### INSTRUCTIONS FOR THE TASK
Because the listing below is to be kept intact, restate all of it word for word.

### DATA FOR PROCESSING
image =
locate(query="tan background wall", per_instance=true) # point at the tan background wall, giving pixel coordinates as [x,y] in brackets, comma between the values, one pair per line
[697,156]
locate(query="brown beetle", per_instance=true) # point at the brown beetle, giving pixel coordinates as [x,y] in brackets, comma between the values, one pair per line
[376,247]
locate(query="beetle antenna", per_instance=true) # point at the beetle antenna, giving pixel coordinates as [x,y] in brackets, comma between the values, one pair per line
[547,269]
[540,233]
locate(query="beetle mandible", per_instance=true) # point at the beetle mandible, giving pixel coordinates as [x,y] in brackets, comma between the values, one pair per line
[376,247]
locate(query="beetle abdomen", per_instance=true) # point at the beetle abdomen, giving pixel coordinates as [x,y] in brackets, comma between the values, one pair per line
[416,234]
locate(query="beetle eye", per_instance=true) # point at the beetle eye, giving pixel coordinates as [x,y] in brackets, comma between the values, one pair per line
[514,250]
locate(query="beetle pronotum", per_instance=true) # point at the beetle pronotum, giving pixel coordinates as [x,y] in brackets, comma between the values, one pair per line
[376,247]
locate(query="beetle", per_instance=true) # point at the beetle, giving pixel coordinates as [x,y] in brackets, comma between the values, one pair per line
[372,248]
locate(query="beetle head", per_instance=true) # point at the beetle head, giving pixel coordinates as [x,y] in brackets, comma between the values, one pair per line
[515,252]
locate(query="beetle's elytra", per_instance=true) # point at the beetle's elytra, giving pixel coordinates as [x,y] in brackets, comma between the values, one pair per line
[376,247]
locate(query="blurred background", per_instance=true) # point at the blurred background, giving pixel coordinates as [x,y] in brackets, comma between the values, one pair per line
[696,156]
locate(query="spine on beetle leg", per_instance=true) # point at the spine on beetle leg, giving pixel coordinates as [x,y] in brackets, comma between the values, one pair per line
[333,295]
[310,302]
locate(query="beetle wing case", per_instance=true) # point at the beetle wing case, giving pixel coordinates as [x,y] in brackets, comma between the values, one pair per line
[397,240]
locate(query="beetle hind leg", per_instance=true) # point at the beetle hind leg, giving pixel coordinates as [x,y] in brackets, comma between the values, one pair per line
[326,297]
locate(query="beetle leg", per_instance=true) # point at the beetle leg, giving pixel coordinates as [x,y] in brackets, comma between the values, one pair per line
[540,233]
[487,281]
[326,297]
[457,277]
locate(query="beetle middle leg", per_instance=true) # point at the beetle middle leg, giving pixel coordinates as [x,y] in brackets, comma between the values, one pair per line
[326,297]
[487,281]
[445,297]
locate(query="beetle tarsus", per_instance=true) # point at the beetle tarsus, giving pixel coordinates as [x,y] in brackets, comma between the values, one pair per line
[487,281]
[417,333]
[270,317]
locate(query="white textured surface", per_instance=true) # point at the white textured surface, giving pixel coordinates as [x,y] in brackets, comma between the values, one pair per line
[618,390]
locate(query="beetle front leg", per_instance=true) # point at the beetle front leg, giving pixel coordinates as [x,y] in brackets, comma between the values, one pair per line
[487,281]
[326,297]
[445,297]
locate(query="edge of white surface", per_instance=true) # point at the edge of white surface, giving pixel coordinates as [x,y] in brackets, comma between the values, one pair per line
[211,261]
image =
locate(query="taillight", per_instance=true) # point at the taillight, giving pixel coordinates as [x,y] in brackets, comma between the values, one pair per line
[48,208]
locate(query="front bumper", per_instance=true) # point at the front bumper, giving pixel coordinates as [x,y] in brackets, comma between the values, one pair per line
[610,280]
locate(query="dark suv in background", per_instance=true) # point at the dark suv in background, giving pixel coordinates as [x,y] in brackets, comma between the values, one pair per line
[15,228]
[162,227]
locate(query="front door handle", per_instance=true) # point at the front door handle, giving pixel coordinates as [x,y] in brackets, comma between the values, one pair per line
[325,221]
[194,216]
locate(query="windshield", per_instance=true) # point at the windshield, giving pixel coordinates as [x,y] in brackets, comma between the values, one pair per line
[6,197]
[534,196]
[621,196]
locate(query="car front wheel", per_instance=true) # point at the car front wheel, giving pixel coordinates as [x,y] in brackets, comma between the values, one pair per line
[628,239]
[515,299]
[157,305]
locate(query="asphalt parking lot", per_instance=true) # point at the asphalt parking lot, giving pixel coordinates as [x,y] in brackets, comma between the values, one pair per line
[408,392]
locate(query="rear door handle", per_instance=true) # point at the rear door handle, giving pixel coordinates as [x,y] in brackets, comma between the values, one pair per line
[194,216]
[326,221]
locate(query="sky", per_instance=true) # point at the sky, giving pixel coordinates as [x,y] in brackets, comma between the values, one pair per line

### REPLY TO THE EXERCISE
image =
locate(query="tan background wall", per_instance=true) # point at the tan background wall, giving pixel coordinates as [x,y] in brackets, comma between the values, one pair per line
[697,156]
locate(query="brown beetle", per_instance=true) # point at the brown beetle, giving pixel coordinates as [x,y] in brackets, comma between the values, one pair per line
[376,247]
locate(query="beetle antenna", per_instance=true) # point at the beetle antenna, giving pixel coordinates as [x,y] in brackets, comma between the values, one pair per line
[547,269]
[540,233]
locate(query="beetle mandible", per_instance=true) # point at the beetle mandible, giving pixel coordinates as [x,y] in brackets, comma between the values, one pair per line
[376,247]
locate(query="beetle abdomen", per_instance=true) # point at the beetle abdomen, giving pixel coordinates as [x,y] in brackets, comma between the values, one pair per line
[416,234]
locate(query="beetle eye", per_instance=true) # point at the beetle eye, giving pixel coordinates as [x,y] in brackets, comma between the values, one pair per line
[514,250]
locate(query="beetle pronotum", per_instance=true) # point at the beetle pronotum, giving pixel coordinates as [x,y] in brackets, comma between the values, one pair per line
[376,247]
locate(query="beetle", per_instance=true) # point at the beetle, giving pixel coordinates as [x,y] in brackets, comma between the values, one pair per line
[372,248]
locate(query="beetle head", per_instance=true) # point at the beetle head, giving pixel coordinates as [x,y] in brackets, comma between the values, one pair per line
[515,252]
locate(query="beetle's elytra", per_instance=true) # point at the beetle's elytra, giving pixel coordinates as [x,y] in brackets, comma between the values, one pair per line
[376,247]
locate(query="blurred background", per_instance=true) # point at the blurred background, giving pixel coordinates as [x,y] in brackets, comma between the values, one pair per line
[696,156]
locate(query="spine on beetle leg", per_instance=true) # point at the spine on beetle leg, giving pixel coordinates as [x,y] in brackets, comma between the values, one pair per line
[333,295]
[310,302]
locate(query="beetle wing case", per_instance=true) # point at the beetle wing case, giving pixel coordinates as [x,y] in brackets, comma between the values, one pair per line
[397,240]
locate(query="beetle hind leg", per_instance=true) # point at the beetle hind leg, giving pixel coordinates as [x,y] in brackets, comma between the values, one pair per line
[326,297]
locate(query="beetle leg", per_instance=true) # point at the beetle leg, giving pixel coordinates as [x,y] in brackets, comma between the values, one pair per line
[540,233]
[487,281]
[326,297]
[457,277]
locate(query="beetle middle leg", per_instance=true) # point at the beetle middle leg, giving pixel coordinates as [x,y] in brackets, comma between the values, one pair per line
[326,297]
[487,281]
[445,297]
locate(query="beetle tarsus", per_instance=true) # point at the beetle tarsus, giving pixel coordinates as [x,y] in brackets, comma between the values, one pair per line
[487,281]
[417,333]
[270,317]
locate(query="white textured surface", per_instance=true) # point at the white textured surface, giving pixel coordinates as [x,y] in brackets, comma between the values, one pair per line
[618,390]
locate(query="beetle front leg", per_instance=true) # point at the beetle front leg, giving pixel coordinates as [x,y] in brackets, comma between the values, one pair per line
[487,281]
[326,297]
[445,297]
locate(query="edge of white surface", per_instance=true) # point at the edge of white surface, giving pixel coordinates as [x,y] in brackets, comma between the values, one pair per line
[211,261]
image =
locate(query="taillight", per_instance=true) # point at the taillight, giving pixel coordinates as [x,y] in brackets, comma between the values, one pair per line
[48,208]
locate(query="front bumper", per_instance=true) # point at the front bumper, giving pixel coordinates as [x,y] in brackets, comma between the values, one pair per line
[610,280]
locate(query="dark suv in background", per_instance=true) # point at the dark suv in background, giving pixel coordinates as [x,y] in brackets, comma between the values, one pair per line
[15,228]
[162,227]
locate(query="front door handle", per_instance=true) # point at the front door handle, giving pixel coordinates as [x,y] in brackets, comma between the values, one pair per line
[325,221]
[194,216]
locate(query="windshield", per_instance=true) # point at the windshield, giving pixel coordinates as [x,y] in brackets, comma between the values, one pair per line
[6,197]
[534,196]
[621,196]
locate(query="car front wheel", per_instance=true) # point at the car front wheel, giving pixel coordinates as [x,y] in brackets, comma between the values, one pair per line
[628,239]
[515,299]
[157,305]
locate(query="asphalt parking lot", per_instance=true) # point at the asphalt parking lot, giving pixel coordinates as [x,y] in brackets, comma between the values, one pair per line
[408,392]
locate(query="rear door handle", per_instance=true) # point at the rear door handle, giving pixel coordinates as [x,y] in brackets, comma between the values, one pair per line
[194,216]
[326,221]
locate(query="sky", per_instance=true) # point at the sky, giving pixel coordinates as [x,y] in brackets, comma between the values, one pair per line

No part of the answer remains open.